___ Supplied entries ___

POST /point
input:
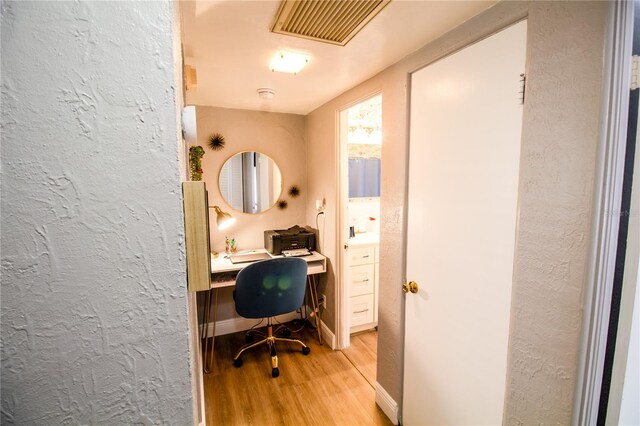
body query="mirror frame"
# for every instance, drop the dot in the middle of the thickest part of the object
(281, 188)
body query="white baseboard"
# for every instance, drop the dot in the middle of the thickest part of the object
(387, 404)
(327, 335)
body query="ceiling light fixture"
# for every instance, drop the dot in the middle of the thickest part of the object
(266, 93)
(289, 62)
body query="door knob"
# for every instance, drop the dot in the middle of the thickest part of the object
(411, 287)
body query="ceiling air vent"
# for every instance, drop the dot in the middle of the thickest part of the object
(330, 21)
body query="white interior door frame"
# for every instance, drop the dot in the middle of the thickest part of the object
(343, 326)
(342, 236)
(608, 194)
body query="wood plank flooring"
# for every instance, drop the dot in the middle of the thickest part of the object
(323, 388)
(363, 354)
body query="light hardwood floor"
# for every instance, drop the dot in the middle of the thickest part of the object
(323, 388)
(363, 354)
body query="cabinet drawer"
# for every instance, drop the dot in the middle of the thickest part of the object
(361, 255)
(362, 279)
(361, 309)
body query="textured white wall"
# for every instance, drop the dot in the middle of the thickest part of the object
(94, 311)
(560, 135)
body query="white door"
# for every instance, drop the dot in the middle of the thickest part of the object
(463, 185)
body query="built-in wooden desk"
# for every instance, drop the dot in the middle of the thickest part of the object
(223, 274)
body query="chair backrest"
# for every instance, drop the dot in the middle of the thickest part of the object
(271, 287)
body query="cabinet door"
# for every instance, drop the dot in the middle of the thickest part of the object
(361, 255)
(362, 280)
(361, 310)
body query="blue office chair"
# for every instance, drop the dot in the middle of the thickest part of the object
(268, 288)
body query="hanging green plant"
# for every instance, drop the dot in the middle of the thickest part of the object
(195, 163)
(216, 142)
(294, 191)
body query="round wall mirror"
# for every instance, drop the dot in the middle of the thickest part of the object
(250, 182)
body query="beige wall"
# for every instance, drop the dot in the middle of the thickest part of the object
(281, 137)
(559, 139)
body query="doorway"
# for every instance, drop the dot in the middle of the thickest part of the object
(360, 165)
(462, 216)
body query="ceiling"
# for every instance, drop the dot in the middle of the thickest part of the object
(230, 45)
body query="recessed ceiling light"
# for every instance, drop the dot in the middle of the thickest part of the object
(266, 93)
(289, 62)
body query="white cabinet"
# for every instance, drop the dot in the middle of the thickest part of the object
(363, 286)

___

■ Problem requirements: Retype each record exactly as it appears above and drop the images.

■ Solution for this task:
POST /point
input:
body query="mirror frame"
# for every instance, drop the dot in the middle of the thickest part of the object
(281, 188)
body query="white baseboard"
# for every instance, drop the dot in the middle of the thickest part of the object
(387, 404)
(327, 335)
body query="ceiling light fixture"
# for every instance, drop the dot in the middle of the thickest part of the object
(266, 93)
(289, 62)
body query="door knob"
# for every instance, drop the dot in the middle of the thickest part of the object
(411, 287)
body query="ceiling air vent"
# for every instance, drop the dot in the middle of the thickest part of the object
(330, 21)
body query="white interior door frame"
# for every instance, drop the dot in the middle of the thickest part of the object
(343, 326)
(342, 236)
(608, 194)
body query="wood plank flooring"
# for every instance, drop the dot in the middle of the thickest part of the object
(323, 388)
(363, 354)
body query="light hardwood floor"
# for every instance, drop the dot in the middle of the thickest part of the object
(323, 388)
(363, 354)
body query="cabinet drawer"
# for every instance, drop the dot in the middle of the thickest part of the object
(361, 255)
(362, 279)
(361, 309)
body query="textured white wall"
# for every instance, drop the dot in the middle of the thickest part of the object
(94, 311)
(560, 135)
body query="white door"
# for every instance, drop the dot in the middle of the thickest part of the object
(463, 185)
body query="built-in wooden desk"
# for every instance, drop the dot in the middle of the thickest part of the object
(223, 274)
body query="chair backrest"
# for every instance, drop the dot in the middle of the thickest part of the object
(271, 287)
body query="cabinet door"
# for every instance, drop the dot in the middle of the thickest part of the object
(361, 255)
(362, 280)
(361, 310)
body query="blue office chair"
# for every instance, drop the dot in the middle of the thickest part of the object
(268, 288)
body query="hanging green plant"
# for every instance, drop the dot in the middle of the thickest part of the object
(195, 163)
(216, 142)
(294, 191)
body query="round wall mirror"
# for every instance, drop the dot in the middle of the thickest part of the object
(250, 182)
body query="beige wall"
# for every instance, drop the dot in the middle of the thickest part of the object
(281, 137)
(559, 139)
body query="doorway"
# for every instance, drop the dot in the middle of the thickest part of the object
(360, 165)
(462, 216)
body query="ceiling"
# for every instance, drop the dot in the middle of the thickest part of the object
(230, 45)
body query="recessed ceiling light"
# for every instance, drop the dot in the middle of the thickest part of the object
(266, 93)
(289, 62)
body query="white cabinet"
# for every instance, drop the dot in the middle of the thickest part of the object
(363, 286)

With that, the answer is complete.